Work to do: In the Frozen 2 passage below, what wakes Elsa in the "Into the Unknown" sequence? Please answer in one sentence.

BEGIN Passage given

Finding the right story for a sequel or prequel is a challenge many filmmakers have faced and often failed. But there was no question there would be a next installment of Frozen. The only question was what would the plot be. So Del Vecho asked Buck and Lee what people had been asking him, and they, too, began pondering where Elsa had gotten her mysterious ice magic, as the topic wasn’t covered or even broached in the original film. “Jen and I started to question the same thing, so we put our heads together and realized there is more story to tell and that really their story had just begun,” Buck says. Helping to inspire the filmmakers were their own children, who were similar in age to Elsa and her younger sister, Anna. “My boys had just graduated college, and Jen’s daughter was getting older as well. Our children were figuring out what they were going to do with the rest of their lives or where they fit in this world, and that’s what Anna and Elsa were exploring as well. They’re still very young, so there’s a lot of story to play with. We were also working on the short at the time, and doing that made us realize how much we missed these characters.”

If you’re one of the few who haven’t seen box-office titan Frozen 2, now would be the time to turn back, as Buck is finally talking about the intricacies of the plot the filmmaking team conceived. Part of the reason the first film became what it did was the beautiful relationship between the two sisters and the refusal of Anna (voiced by Kristen Bell) to give up on Elsa (Idina Menzel), whom others first saw as a monster. The sisters’ bond is also front and center in the sequel, and though their unwavering mutual love and support doesn’t change in the sequel, the filmmakers found ways to keep them apart for the back half of the film as they each go on important solo journeys. Elsa is on a discovery to fully understand where she comes from and why she has been gifted her magic. This comes to a head early in the film in the form of “Into the Unknown,” the movie’s beautiful showcase song. In the glorious sequence, Elsa is awoken by a literal siren call only she can hear. The song that follows begins as she wrestles with the decision to follow the voice or not and ends with her confession—to herself and the audience—that she knows being the queen of Arendelle isn’t what she’s supposed to be doing.

END Passage given
BEGIN Material provided

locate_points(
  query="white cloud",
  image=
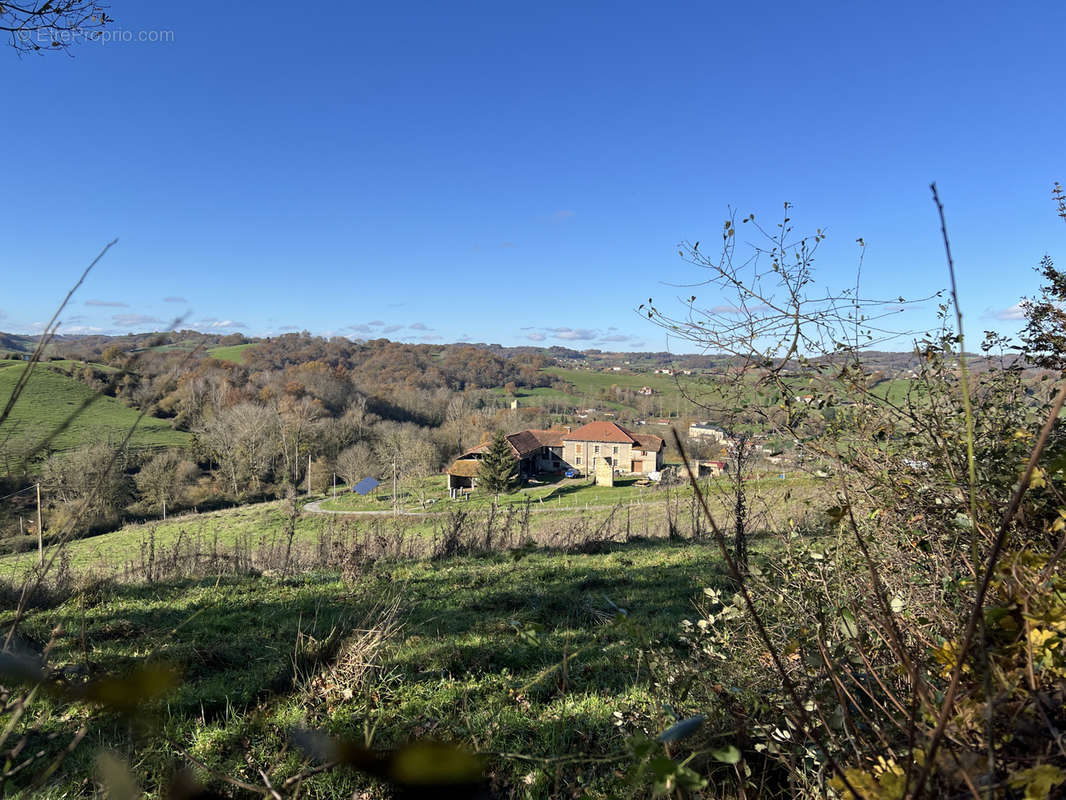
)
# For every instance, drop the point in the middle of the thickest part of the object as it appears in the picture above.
(108, 303)
(574, 334)
(1015, 312)
(134, 320)
(737, 309)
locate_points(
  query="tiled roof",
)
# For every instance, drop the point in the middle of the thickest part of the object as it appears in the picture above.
(647, 442)
(601, 432)
(523, 443)
(465, 468)
(550, 437)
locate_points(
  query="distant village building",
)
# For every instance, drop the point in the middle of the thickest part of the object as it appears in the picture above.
(588, 449)
(707, 431)
(596, 443)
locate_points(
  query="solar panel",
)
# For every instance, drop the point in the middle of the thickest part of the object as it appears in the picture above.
(366, 486)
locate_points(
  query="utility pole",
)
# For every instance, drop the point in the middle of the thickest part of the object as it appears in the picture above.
(41, 532)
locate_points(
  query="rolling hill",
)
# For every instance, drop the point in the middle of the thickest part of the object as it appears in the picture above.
(48, 401)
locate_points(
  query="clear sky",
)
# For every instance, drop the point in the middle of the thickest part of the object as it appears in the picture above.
(519, 173)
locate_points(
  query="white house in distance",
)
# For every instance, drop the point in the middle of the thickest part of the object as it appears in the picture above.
(610, 443)
(556, 450)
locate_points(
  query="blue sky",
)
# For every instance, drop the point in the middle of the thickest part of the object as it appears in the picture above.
(489, 172)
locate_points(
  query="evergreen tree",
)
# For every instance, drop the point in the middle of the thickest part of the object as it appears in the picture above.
(499, 468)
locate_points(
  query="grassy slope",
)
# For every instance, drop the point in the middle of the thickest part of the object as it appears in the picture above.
(478, 661)
(48, 400)
(232, 353)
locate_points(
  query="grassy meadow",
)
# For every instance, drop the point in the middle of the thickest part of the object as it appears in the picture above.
(232, 353)
(529, 661)
(50, 398)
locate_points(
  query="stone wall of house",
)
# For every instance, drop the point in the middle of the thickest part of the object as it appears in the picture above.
(584, 456)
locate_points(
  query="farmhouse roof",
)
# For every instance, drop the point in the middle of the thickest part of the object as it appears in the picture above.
(465, 467)
(523, 443)
(601, 432)
(648, 442)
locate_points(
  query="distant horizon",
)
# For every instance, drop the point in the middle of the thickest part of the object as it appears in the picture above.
(525, 175)
(484, 345)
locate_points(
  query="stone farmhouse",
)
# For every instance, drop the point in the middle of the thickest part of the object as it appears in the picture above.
(558, 449)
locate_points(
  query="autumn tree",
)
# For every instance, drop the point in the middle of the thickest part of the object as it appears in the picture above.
(89, 481)
(243, 440)
(164, 477)
(357, 462)
(1044, 337)
(34, 26)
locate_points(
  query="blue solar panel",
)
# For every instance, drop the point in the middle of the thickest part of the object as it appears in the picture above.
(366, 485)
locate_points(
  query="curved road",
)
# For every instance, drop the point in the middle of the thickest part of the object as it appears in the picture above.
(316, 508)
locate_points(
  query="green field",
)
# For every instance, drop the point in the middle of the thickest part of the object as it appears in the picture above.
(48, 401)
(232, 353)
(523, 660)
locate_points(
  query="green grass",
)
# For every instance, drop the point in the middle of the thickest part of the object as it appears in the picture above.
(480, 660)
(49, 399)
(232, 353)
(556, 492)
(258, 524)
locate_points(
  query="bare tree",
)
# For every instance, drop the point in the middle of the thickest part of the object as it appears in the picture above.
(53, 25)
(357, 462)
(163, 478)
(771, 323)
(243, 440)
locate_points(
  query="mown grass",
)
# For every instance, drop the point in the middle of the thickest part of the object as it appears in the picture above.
(553, 491)
(509, 656)
(232, 353)
(49, 398)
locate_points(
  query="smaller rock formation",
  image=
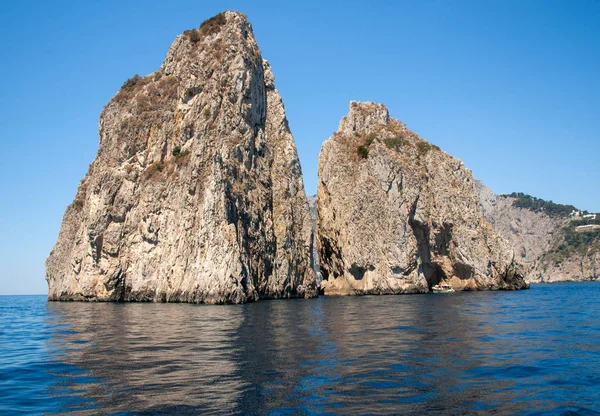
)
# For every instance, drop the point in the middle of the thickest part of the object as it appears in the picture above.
(398, 215)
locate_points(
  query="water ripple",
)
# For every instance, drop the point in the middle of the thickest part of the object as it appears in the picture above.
(530, 352)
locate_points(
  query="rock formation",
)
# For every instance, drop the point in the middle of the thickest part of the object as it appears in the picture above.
(312, 209)
(196, 192)
(398, 215)
(546, 243)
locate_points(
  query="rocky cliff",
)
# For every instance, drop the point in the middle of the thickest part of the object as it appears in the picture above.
(545, 240)
(398, 215)
(196, 192)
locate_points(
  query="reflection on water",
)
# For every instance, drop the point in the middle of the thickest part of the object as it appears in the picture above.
(516, 352)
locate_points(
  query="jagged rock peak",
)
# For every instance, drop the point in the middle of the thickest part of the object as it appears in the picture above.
(196, 192)
(398, 215)
(363, 116)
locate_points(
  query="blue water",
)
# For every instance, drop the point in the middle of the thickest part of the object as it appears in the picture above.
(526, 352)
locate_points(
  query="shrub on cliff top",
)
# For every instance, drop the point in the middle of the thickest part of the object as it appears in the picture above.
(212, 25)
(194, 35)
(132, 82)
(362, 151)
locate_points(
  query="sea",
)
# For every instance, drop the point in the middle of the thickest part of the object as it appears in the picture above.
(531, 352)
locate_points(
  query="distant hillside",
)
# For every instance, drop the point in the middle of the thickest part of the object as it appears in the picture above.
(556, 242)
(534, 204)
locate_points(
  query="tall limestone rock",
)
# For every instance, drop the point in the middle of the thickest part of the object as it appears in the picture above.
(196, 192)
(398, 215)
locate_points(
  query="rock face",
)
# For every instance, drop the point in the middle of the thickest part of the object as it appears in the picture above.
(547, 245)
(398, 215)
(196, 192)
(312, 208)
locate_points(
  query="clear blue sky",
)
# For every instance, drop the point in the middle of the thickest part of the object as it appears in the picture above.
(512, 88)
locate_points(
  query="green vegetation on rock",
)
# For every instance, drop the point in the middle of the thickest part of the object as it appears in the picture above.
(539, 205)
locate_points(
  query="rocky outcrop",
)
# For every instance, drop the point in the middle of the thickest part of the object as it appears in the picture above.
(398, 215)
(196, 192)
(548, 245)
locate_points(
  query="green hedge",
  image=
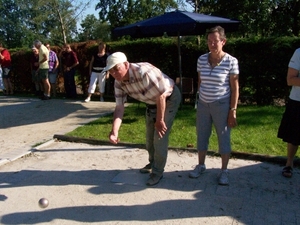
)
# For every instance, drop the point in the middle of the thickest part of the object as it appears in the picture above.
(263, 62)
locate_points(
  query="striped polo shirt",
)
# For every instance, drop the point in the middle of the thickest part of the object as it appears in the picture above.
(215, 81)
(145, 83)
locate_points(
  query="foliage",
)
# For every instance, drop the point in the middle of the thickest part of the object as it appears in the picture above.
(258, 17)
(123, 12)
(93, 29)
(262, 61)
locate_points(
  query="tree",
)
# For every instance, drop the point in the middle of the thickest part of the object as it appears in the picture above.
(123, 12)
(13, 32)
(93, 29)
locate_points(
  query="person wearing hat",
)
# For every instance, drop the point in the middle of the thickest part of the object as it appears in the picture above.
(43, 68)
(146, 83)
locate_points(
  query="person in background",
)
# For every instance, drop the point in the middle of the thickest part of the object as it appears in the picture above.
(69, 61)
(43, 68)
(5, 62)
(97, 64)
(148, 84)
(289, 129)
(218, 88)
(53, 65)
(34, 65)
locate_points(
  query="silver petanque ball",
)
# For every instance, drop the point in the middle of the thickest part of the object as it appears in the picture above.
(43, 202)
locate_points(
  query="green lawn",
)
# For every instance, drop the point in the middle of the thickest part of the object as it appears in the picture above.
(256, 131)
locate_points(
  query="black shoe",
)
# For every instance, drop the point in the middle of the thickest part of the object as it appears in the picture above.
(146, 169)
(154, 179)
(45, 97)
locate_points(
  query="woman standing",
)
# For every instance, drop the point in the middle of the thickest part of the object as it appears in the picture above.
(5, 62)
(218, 97)
(97, 64)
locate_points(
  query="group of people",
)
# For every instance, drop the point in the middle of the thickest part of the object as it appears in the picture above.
(218, 87)
(44, 70)
(44, 75)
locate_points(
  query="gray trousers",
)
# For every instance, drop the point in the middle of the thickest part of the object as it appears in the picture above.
(158, 147)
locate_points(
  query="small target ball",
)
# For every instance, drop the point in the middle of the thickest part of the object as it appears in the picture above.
(43, 202)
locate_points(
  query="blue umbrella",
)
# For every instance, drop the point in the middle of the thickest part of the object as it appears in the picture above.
(176, 23)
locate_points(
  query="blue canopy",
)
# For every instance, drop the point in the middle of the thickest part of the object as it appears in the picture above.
(175, 23)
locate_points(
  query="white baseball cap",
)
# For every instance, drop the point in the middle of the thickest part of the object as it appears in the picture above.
(114, 59)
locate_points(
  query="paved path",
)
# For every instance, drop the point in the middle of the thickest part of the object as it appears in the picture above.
(91, 184)
(26, 122)
(95, 184)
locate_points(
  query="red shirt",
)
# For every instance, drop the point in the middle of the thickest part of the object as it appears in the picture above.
(6, 61)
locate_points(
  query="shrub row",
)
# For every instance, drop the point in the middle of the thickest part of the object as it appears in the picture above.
(263, 62)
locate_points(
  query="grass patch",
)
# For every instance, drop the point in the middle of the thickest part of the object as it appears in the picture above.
(256, 131)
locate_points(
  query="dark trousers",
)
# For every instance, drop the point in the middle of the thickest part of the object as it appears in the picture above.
(69, 83)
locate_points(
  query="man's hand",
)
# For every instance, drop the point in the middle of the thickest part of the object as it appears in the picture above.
(161, 128)
(113, 138)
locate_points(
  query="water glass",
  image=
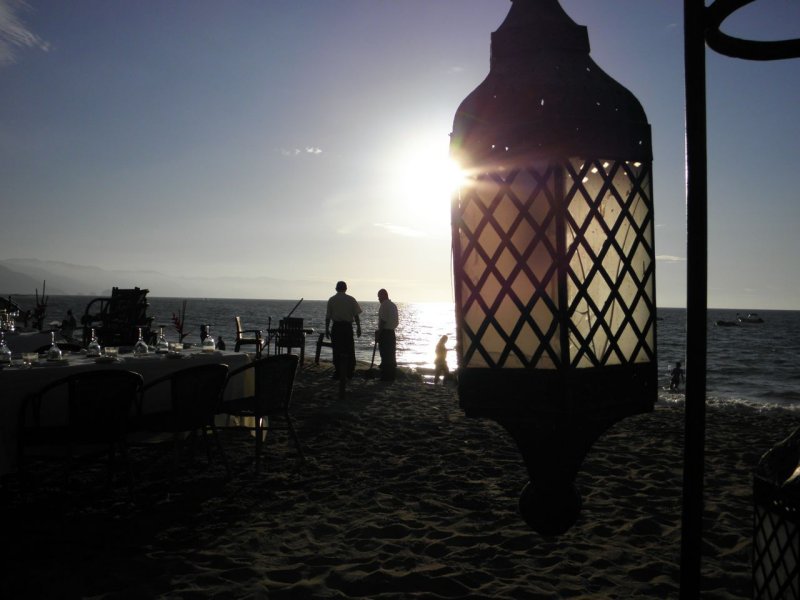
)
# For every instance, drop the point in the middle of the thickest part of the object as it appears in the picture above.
(140, 348)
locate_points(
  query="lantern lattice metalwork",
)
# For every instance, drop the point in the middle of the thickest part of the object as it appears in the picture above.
(554, 262)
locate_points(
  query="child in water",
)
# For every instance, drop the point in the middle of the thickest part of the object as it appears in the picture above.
(440, 362)
(676, 376)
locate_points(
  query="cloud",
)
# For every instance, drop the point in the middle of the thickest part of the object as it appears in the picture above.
(400, 230)
(668, 258)
(13, 32)
(297, 151)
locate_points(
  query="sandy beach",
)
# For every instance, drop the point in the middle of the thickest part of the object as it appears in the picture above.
(400, 496)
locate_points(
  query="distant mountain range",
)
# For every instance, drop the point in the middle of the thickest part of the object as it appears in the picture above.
(20, 276)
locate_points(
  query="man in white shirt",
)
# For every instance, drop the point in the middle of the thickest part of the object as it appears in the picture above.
(385, 335)
(342, 311)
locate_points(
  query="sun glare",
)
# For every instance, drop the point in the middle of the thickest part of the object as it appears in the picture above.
(426, 179)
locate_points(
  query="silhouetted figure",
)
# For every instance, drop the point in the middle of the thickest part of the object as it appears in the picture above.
(440, 362)
(342, 310)
(676, 377)
(388, 320)
(68, 325)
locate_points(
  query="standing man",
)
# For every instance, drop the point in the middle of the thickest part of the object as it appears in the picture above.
(385, 336)
(343, 310)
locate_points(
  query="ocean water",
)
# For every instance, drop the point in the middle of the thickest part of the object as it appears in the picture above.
(754, 364)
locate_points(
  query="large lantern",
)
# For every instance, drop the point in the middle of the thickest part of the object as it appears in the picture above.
(553, 256)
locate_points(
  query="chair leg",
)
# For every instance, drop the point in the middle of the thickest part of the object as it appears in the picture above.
(221, 449)
(292, 431)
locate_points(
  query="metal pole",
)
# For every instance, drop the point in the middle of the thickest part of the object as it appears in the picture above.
(696, 297)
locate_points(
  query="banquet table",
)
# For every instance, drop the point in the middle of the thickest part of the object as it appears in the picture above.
(16, 382)
(28, 341)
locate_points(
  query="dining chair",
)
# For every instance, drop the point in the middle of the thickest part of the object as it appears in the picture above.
(194, 398)
(273, 382)
(246, 337)
(79, 412)
(290, 334)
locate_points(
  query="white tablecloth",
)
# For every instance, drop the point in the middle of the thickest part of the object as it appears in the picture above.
(16, 383)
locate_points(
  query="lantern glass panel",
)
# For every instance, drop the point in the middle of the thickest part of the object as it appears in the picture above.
(609, 245)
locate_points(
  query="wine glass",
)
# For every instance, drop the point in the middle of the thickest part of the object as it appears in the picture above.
(54, 353)
(93, 348)
(208, 342)
(5, 351)
(162, 346)
(140, 348)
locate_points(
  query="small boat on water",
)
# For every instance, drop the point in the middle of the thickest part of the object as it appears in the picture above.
(750, 318)
(724, 323)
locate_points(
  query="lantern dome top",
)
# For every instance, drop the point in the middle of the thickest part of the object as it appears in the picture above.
(545, 95)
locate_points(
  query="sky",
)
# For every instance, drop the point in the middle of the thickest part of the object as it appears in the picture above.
(305, 139)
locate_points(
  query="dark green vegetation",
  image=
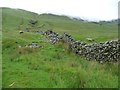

END Material provided

Full response: Elsa is woken by a literal siren call that only she can hear.